EXCERPTED TEXT:
After full consideration of the issues involved and the submissions of counsel, the then learned Justice of the Court of Appeal in his judgment allowed the appeal and set aside the order of Balogun, J .,joining the appellant as the second defendant in the suit and made an order remitting the case for trial de novo before another judge.

Kolawole, J.C.A., also delivered a considered judgment and arrived at the same conclusion reached by Nnaemeka-Agu, J.C.A., (as he then was).

In a dissenting judgment well articulated, Kutigi, J.C.A., was of the view that the application for amendment was properly made and granted. He however made the point that “it is not the business of the learned trial judge to offer any advice suo motu to counsel in a case before him on how to conduct his case. If a judge does that he is thereby taking sides and has become a contestant rather than an umpire”.

He accordingly held that the appeal must fail and went on to dismiss it.

The defendant has now brought her grievance against the majority decision of the Court of Appeal to this Court. Two grounds of appeal were originally filed. One of them complained against the majority judgment of the Court of Appeal that Mr. Akin Ojo was not a desirable party to be joined as a co-defendant.

However amended grounds of appeal were filed in this Court on 22nd June, 1990 pursuant to order of this Court made on 19th March, 1990. They were four in all. The following issues have been formulated in the amended appellant’s brief filed on 22nd June, 1990 by the defendant/appellant as arising for determination in the appeal:

“(1) Whether the 2nd respondent would be prejudiced by the order granting the amendment;

(2) Whether the 2nd respondent had any locus standi to complain about the amendment:

(3) Whether the learned justices of the Court of Appeal were right in coming to the conclusion that it was the learned trial judge who prompted the amendment: and

(4) Whether it was open to the Court of Appeal to decide the issue as to whether or not the learned trial judge prompted the amendment”.

It is obvious from the amended grounds of appeal and the issues formulated as arising from them that the defendant/appellant has conceded that Mr. Akin Ojo was wrongly joined as a party by the learned trial judge. The question of joinder is therefore not for determination in this appeal.

EXTRACTED DATA:
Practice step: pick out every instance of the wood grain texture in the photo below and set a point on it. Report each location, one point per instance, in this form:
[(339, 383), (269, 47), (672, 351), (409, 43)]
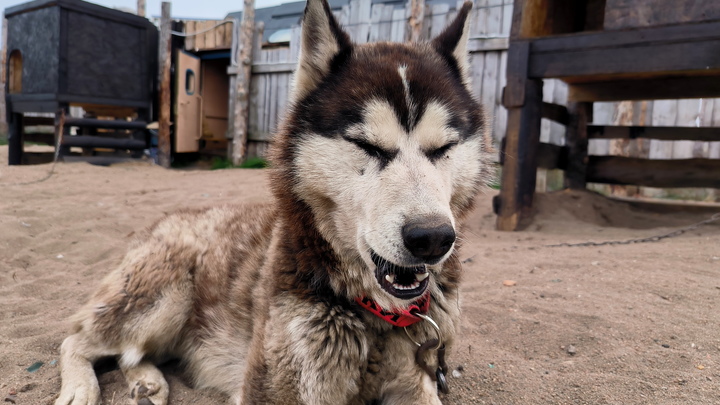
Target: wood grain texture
[(654, 173), (623, 14)]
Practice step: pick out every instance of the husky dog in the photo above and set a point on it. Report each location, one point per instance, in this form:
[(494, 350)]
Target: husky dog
[(324, 296)]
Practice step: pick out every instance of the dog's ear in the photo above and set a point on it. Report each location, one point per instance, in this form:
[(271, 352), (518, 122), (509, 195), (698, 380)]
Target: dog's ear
[(321, 40), (452, 43)]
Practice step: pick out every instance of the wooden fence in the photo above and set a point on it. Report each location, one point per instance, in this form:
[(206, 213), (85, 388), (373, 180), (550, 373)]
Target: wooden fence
[(367, 22), (489, 31)]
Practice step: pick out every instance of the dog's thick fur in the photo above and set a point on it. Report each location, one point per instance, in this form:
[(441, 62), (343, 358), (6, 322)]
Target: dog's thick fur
[(259, 302)]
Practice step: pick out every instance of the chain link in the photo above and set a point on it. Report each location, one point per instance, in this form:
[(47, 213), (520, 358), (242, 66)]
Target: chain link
[(656, 238)]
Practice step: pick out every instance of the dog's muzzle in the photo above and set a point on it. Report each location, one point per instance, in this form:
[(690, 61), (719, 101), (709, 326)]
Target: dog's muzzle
[(429, 238), (401, 282)]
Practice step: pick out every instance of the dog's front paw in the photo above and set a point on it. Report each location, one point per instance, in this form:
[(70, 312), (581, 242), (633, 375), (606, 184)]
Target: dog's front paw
[(79, 392)]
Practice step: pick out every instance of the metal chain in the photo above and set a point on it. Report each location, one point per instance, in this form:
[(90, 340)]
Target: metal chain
[(656, 238)]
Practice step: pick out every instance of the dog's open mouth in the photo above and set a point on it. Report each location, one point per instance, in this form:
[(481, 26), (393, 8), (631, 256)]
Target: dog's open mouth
[(402, 282)]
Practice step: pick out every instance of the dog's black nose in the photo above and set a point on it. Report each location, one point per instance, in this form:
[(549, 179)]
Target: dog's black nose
[(428, 238)]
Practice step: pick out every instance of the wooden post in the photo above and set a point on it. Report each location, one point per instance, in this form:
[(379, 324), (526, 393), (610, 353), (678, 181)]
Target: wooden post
[(141, 8), (241, 113), (417, 14), (576, 140), (4, 118), (165, 60), (520, 159)]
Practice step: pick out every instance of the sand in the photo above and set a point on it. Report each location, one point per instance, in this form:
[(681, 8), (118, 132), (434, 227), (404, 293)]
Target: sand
[(629, 324)]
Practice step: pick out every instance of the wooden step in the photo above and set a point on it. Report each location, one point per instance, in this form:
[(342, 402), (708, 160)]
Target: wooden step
[(99, 160), (88, 141), (95, 123)]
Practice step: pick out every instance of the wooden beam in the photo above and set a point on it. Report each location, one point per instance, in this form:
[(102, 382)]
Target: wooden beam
[(517, 66), (662, 133), (576, 139), (556, 112), (646, 89), (520, 160), (141, 8), (165, 61), (487, 44), (4, 116), (698, 57), (263, 68), (15, 141), (654, 173), (685, 49), (241, 113), (415, 19)]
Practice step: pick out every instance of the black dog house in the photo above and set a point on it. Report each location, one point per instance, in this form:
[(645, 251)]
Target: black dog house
[(70, 52)]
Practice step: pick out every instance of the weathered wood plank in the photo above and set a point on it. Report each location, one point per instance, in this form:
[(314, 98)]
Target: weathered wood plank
[(706, 134), (623, 14), (702, 57), (398, 26), (273, 67), (416, 9), (654, 173), (577, 143), (439, 16), (487, 44), (518, 60), (520, 158), (551, 156), (241, 112), (164, 63), (646, 89), (189, 40), (494, 17), (479, 15), (556, 112), (4, 116)]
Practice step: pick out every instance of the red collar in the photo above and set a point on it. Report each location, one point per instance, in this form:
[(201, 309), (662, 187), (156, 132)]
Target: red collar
[(398, 317)]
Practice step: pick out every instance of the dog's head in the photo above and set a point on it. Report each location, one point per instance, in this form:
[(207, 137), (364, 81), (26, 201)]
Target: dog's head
[(384, 146)]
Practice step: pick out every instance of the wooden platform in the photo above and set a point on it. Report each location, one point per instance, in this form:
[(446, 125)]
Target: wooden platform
[(674, 54)]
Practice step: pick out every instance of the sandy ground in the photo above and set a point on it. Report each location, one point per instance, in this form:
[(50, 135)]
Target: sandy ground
[(633, 324)]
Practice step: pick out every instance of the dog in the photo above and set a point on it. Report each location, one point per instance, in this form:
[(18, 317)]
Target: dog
[(344, 290)]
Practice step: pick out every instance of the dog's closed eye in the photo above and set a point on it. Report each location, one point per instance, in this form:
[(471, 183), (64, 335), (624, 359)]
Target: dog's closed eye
[(374, 151), (436, 154)]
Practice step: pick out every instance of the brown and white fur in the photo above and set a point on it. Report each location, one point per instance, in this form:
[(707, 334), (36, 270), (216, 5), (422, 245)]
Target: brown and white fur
[(383, 142)]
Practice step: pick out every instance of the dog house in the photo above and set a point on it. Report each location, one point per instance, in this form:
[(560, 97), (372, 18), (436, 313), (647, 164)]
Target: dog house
[(65, 53)]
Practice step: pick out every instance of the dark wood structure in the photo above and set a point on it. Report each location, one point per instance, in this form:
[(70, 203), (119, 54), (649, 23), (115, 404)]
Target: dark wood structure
[(606, 50), (70, 52)]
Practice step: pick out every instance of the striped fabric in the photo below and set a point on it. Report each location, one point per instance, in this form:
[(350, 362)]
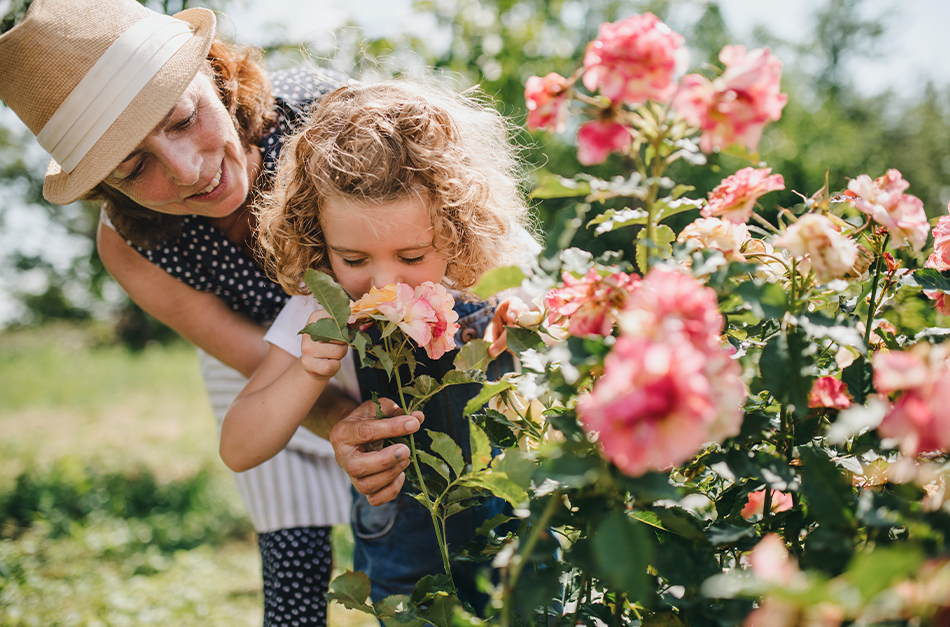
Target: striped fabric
[(297, 488)]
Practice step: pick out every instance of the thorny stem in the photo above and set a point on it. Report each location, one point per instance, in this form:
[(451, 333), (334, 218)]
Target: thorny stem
[(518, 562), (439, 535)]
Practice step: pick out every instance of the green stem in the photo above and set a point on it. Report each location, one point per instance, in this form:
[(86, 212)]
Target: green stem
[(518, 563)]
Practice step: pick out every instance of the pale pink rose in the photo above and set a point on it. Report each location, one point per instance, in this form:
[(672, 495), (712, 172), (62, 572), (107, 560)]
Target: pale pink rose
[(736, 106), (726, 237), (940, 299), (668, 303), (444, 323), (940, 258), (829, 392), (599, 138), (546, 99), (756, 503), (920, 416), (735, 197), (634, 60), (832, 255), (589, 305), (771, 562), (667, 388), (885, 202), (649, 407)]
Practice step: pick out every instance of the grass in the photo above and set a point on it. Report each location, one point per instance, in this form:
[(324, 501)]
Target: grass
[(114, 506)]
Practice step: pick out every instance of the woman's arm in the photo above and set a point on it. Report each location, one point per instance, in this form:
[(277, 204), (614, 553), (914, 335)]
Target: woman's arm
[(201, 318)]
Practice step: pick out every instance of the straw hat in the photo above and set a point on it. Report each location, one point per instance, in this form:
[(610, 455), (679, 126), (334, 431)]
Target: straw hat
[(92, 78)]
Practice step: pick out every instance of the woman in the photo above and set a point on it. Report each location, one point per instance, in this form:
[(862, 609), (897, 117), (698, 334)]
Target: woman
[(176, 132)]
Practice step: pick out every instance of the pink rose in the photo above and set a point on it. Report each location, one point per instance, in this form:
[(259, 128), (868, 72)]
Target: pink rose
[(443, 325), (667, 388), (546, 99), (599, 138), (736, 106), (756, 503), (634, 60), (723, 236), (590, 304), (829, 392), (734, 198), (832, 255), (920, 417), (940, 258), (885, 202)]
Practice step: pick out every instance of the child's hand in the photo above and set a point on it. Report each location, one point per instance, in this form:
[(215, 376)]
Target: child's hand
[(506, 314), (321, 360)]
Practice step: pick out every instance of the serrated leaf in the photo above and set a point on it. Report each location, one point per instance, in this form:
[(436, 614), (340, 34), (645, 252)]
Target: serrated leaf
[(497, 280), (481, 448), (351, 590), (446, 447), (560, 187), (435, 464), (488, 391), (324, 330), (329, 294), (473, 356)]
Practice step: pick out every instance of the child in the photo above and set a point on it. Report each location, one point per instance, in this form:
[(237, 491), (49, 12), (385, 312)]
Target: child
[(394, 182)]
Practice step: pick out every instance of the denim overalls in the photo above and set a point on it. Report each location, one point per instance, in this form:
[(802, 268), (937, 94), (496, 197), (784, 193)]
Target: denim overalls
[(395, 543)]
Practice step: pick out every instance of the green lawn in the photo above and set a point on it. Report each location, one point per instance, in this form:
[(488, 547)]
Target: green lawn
[(114, 506)]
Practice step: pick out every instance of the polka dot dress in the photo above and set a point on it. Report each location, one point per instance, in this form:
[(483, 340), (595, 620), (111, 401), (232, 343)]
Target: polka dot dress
[(202, 256), (297, 565)]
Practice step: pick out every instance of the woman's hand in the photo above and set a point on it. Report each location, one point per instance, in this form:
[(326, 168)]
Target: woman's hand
[(321, 360), (376, 472)]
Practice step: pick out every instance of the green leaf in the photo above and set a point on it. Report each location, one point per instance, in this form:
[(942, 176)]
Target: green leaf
[(661, 246), (481, 448), (928, 279), (622, 552), (351, 590), (559, 187), (497, 280), (473, 356), (488, 391), (499, 485), (446, 447), (435, 463), (614, 219), (325, 330), (521, 339), (329, 294)]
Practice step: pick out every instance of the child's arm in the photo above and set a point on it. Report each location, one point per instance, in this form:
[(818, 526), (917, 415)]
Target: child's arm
[(265, 415)]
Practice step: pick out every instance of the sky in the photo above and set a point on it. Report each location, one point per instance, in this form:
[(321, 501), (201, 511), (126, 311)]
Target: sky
[(912, 52)]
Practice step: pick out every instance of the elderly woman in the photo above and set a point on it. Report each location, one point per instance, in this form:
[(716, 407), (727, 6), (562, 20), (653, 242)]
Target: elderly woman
[(177, 132)]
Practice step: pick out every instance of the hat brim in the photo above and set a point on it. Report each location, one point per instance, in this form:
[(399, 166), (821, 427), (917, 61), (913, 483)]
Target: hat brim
[(143, 114)]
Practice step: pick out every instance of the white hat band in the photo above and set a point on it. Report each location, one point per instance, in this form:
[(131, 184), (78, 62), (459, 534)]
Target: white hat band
[(110, 86)]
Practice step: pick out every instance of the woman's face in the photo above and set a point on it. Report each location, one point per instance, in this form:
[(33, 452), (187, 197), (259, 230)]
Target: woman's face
[(191, 163)]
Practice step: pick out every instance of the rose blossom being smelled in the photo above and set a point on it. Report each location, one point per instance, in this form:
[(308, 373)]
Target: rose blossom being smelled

DIRECTIVE 1: Reproduce the passage of the judgment excerpt starting with "In a dissenting" and going on through "as a co-defendant.".
DIRECTIVE 2: Carry on the judgment excerpt from its final sentence.
The rows can be left aside.

EXERCISE RESULT 1:
In a dissenting judgment well articulated, Kutigi, J.C.A., was of the view that the application for amendment was properly made and granted. He however made the point that “it is not the business of the learned trial judge to offer any advice suo motu to counsel in a case before him on how to conduct his case. If a judge does that he is thereby taking sides and has become a contestant rather than an umpire”.

He accordingly held that the appeal must fail and went on to dismiss it.

The defendant has now brought her grievance against the majority decision of the Court of Appeal to this Court. Two grounds of appeal were originally filed. One of them complained against the majority judgment of the Court of Appeal that Mr. Akin Ojo was not a desirable party to be joined as a co-defendant.

EXERCISE RESULT 2:
Mr. Akin Ojo, the second respondent in this appeal, also filed an amended respondent’s brief on 8th June, 1990 and discarded that filed by him on 27th October, 1987. The plaintiff/respondent filed what he erroneously called “first respondent’s reply brief’ on 10th May, 1988.lt was in actual fact first respondent’s brief and not first respondent’s reply brief. No amended brief was filed subsequent to the defendant’s filing amended grounds of appeal and amended appellant’s brief. The issues formulated in the plaintiff/respondent’s brief and the submissions therein arc thus based on the original grounds of appeal which have been abandoned by the defendant/appellant. The issues formulated by the second respondent (Mr. Ojo) in his amended brief are:

“1. Whether the learned Justices of the Court of appeal were right in coming to the conclusion that it was the learned trial judge who prompted the amendment.

  1. Whether the 2nd respondent was prejudiced by the role of the learned trial judge in prompting the amendment.
  2. Whether the learned justices of the Court of Appeal in the exercise of their discretion were right in remitting this case for trial de novo before another judge”.

Mr. Ojo as the second respondent in his brief of argument contended that the first and fourth grounds of appeal are misconceived as they do not arise from the decision of the learned Justices of the Court of Appeal. It was also his contention that the second issue proposed for determination by the appellant is irrelevant and mis-conceived as the learned Justices of the Court of Appeal specifically held that he, the appellant in that court, was not a party in the suit before the amendment was ordered and therefore could not oppose the amendment.

It is necessary in order to have a clear understanding of the issues involved in this appeal to first comprehend the reasoning of the learned Justices of the Court of Appeal in reaching their decisions in respect of the amendment granted by the trial judge.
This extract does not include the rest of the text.